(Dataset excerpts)
-- -- --

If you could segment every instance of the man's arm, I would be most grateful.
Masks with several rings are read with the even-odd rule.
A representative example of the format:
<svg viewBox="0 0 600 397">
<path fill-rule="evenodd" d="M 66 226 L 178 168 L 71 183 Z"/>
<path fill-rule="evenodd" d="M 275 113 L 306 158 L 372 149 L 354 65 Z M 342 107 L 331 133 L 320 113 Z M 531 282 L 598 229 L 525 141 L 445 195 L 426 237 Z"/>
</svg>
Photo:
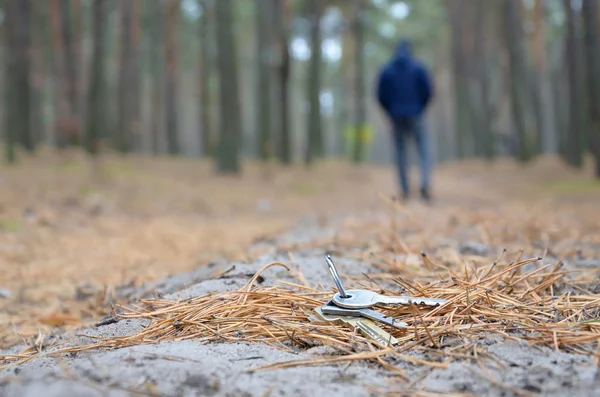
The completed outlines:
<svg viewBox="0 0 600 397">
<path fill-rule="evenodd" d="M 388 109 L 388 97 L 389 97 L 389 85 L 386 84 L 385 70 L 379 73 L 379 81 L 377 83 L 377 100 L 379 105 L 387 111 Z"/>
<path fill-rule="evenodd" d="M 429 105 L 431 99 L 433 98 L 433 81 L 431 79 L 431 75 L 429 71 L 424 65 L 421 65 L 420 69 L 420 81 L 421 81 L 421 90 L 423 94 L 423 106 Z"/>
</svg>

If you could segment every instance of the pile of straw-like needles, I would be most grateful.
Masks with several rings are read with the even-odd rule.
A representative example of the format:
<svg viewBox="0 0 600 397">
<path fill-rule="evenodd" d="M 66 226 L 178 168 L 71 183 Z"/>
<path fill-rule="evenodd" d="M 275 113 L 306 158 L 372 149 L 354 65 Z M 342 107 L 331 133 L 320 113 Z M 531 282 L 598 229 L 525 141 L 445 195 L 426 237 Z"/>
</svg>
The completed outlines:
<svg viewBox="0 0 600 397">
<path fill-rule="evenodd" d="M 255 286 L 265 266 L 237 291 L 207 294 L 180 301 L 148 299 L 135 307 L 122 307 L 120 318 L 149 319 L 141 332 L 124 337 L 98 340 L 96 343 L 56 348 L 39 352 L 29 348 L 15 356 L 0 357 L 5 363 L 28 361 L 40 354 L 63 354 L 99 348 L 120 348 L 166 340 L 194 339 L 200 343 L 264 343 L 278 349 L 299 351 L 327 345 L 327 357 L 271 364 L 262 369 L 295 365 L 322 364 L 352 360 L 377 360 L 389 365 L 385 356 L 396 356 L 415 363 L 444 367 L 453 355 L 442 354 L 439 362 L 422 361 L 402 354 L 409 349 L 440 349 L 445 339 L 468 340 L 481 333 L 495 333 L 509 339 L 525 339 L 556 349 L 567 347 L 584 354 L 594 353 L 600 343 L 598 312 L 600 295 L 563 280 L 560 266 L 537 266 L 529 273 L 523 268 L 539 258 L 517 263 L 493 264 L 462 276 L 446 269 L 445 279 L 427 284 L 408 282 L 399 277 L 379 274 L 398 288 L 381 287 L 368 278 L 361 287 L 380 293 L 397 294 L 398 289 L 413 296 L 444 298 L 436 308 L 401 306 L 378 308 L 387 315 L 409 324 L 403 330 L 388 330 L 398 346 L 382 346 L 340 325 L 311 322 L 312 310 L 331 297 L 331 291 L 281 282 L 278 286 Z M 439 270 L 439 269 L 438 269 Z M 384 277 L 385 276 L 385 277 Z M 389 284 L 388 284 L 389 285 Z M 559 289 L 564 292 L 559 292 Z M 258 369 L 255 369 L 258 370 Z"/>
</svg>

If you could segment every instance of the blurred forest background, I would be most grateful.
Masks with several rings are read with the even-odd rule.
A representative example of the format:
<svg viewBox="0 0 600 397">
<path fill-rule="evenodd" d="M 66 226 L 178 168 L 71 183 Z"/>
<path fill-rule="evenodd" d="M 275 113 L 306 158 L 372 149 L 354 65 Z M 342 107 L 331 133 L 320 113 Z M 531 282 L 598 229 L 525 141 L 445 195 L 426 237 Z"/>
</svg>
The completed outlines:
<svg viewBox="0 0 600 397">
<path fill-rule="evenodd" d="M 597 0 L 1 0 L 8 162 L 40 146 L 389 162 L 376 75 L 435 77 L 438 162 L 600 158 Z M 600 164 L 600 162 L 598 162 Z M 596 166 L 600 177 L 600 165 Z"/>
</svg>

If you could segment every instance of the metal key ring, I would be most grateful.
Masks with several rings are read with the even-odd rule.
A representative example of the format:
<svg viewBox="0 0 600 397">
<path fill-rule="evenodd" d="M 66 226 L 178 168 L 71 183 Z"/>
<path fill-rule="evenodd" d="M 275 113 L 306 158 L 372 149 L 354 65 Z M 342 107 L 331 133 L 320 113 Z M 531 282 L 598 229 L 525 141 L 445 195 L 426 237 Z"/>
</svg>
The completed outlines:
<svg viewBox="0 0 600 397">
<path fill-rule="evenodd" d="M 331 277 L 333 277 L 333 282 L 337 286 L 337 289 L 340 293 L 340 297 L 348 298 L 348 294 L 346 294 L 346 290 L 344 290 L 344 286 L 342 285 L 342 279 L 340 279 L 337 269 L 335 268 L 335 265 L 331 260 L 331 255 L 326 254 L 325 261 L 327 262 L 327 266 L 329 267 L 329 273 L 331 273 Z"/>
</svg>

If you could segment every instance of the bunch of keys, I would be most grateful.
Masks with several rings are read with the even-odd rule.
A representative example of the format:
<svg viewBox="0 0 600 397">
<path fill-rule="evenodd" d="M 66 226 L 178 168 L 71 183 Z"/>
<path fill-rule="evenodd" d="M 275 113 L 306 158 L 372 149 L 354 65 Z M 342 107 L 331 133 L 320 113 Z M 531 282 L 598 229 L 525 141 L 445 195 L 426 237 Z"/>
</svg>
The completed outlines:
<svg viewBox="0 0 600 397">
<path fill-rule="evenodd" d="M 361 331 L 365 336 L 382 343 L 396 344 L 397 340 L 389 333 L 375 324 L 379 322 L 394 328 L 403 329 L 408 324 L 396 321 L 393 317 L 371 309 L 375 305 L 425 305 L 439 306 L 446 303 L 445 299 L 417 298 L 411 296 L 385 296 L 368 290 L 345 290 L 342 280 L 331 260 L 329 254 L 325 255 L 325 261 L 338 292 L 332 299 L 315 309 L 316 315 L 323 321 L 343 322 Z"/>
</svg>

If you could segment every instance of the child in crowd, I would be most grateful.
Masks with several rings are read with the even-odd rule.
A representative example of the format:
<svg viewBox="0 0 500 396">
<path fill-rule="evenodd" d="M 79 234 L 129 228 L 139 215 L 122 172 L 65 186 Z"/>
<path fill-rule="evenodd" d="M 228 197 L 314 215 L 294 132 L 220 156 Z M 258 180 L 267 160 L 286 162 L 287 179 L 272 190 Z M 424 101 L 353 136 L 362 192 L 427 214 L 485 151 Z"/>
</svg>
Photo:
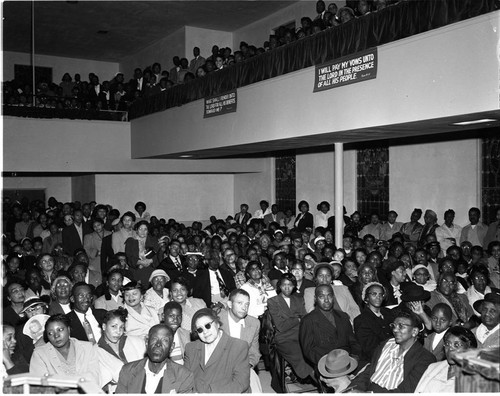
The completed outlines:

-- -- --

- _Required action_: Looking at the entries above, can you reproduce exactly the lines from the one that holds "If you could segment every instance of the child" through the one that holds "79 234 L 129", and only those?

- _Solution to this task_:
If you could segment every instance of the child in crowd, I would be most grateful.
Masks with several rings are read with the even-odd rule.
A representative example of the format:
<svg viewBox="0 0 500 396">
<path fill-rule="evenodd" d="M 79 234 L 129 228 L 139 215 L 122 172 L 65 186 Z"/>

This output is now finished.